◆ Material supplied
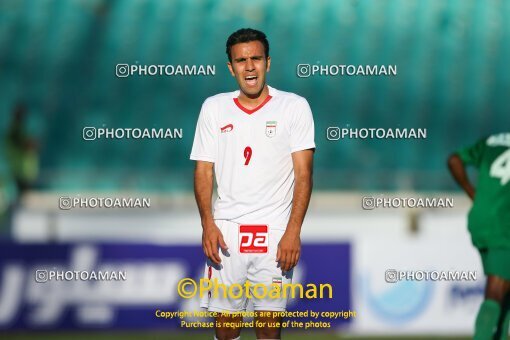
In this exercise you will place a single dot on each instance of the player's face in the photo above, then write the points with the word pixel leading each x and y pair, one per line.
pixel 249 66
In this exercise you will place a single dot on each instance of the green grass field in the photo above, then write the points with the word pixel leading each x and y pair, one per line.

...

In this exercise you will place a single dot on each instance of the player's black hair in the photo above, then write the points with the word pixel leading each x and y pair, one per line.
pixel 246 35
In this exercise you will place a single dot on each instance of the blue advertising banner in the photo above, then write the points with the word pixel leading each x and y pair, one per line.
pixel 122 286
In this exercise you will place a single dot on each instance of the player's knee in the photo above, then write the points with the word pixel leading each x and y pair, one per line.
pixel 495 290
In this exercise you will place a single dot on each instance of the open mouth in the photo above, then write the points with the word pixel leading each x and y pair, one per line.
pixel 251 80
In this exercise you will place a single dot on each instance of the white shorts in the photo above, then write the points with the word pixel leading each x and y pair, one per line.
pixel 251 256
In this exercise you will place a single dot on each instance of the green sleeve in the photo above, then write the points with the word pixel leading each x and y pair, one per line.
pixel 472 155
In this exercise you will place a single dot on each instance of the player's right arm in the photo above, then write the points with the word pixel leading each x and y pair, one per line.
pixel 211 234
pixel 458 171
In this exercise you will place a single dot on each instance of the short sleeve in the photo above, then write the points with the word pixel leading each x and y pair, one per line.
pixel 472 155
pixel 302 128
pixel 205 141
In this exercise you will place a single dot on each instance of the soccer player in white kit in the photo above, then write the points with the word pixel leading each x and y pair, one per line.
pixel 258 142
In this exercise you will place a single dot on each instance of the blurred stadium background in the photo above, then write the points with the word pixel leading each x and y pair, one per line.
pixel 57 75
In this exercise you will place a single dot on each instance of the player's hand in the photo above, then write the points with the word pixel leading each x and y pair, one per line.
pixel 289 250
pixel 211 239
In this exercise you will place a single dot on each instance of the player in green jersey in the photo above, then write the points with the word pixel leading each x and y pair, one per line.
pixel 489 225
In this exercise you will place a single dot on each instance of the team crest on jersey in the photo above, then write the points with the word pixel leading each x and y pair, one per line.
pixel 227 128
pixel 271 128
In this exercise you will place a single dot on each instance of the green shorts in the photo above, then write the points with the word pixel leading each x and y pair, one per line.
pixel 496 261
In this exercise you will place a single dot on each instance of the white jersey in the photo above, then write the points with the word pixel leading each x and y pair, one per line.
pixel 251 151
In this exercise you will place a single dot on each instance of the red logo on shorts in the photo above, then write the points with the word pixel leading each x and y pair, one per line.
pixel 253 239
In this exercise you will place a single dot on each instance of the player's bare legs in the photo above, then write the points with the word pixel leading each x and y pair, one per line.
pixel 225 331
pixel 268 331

...

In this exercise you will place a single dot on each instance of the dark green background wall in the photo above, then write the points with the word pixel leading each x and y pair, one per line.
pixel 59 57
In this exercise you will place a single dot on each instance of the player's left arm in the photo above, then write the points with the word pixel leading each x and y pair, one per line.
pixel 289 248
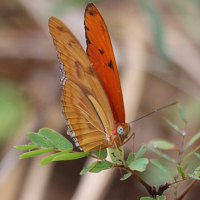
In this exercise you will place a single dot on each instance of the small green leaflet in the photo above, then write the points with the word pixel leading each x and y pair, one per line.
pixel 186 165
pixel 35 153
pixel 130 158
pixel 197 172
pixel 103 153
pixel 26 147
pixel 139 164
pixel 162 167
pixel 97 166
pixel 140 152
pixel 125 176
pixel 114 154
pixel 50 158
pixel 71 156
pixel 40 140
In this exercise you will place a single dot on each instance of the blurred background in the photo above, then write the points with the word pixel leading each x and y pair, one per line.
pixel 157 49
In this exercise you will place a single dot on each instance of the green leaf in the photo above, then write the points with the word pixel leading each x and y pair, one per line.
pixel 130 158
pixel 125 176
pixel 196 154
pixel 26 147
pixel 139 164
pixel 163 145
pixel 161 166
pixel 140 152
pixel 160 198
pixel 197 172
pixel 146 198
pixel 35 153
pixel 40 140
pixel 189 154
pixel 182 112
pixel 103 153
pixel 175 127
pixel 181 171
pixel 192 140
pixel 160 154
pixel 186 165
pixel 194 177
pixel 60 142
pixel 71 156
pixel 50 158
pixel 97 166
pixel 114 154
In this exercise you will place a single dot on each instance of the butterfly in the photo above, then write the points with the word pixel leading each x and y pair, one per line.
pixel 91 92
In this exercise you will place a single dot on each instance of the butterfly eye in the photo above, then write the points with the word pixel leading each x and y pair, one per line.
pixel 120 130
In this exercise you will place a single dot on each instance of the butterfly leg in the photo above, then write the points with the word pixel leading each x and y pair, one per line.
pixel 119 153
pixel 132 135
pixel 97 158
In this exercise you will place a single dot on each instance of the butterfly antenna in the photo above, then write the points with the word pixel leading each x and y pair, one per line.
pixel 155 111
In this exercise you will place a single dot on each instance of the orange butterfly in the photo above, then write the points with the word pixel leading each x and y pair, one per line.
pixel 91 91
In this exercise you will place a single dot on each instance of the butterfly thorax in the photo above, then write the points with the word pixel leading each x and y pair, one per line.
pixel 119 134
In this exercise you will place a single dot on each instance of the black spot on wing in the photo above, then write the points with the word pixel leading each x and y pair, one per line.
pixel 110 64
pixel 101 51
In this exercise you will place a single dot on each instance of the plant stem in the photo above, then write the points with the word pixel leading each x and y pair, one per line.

◆ What needs to be done
Rewrite the listing lines as a JSON list of strings, one string per line, starting at the line that contains "of the dark" and ending at the line that contains "pixel 59 57", both included, with blank lines left out.

◆ Reply
[
  "In this exercise you will place a single dot on each instance of the dark green background wall in the photo above, then write the points with the word pixel leading each x and y pair, one per line.",
  "pixel 59 57"
]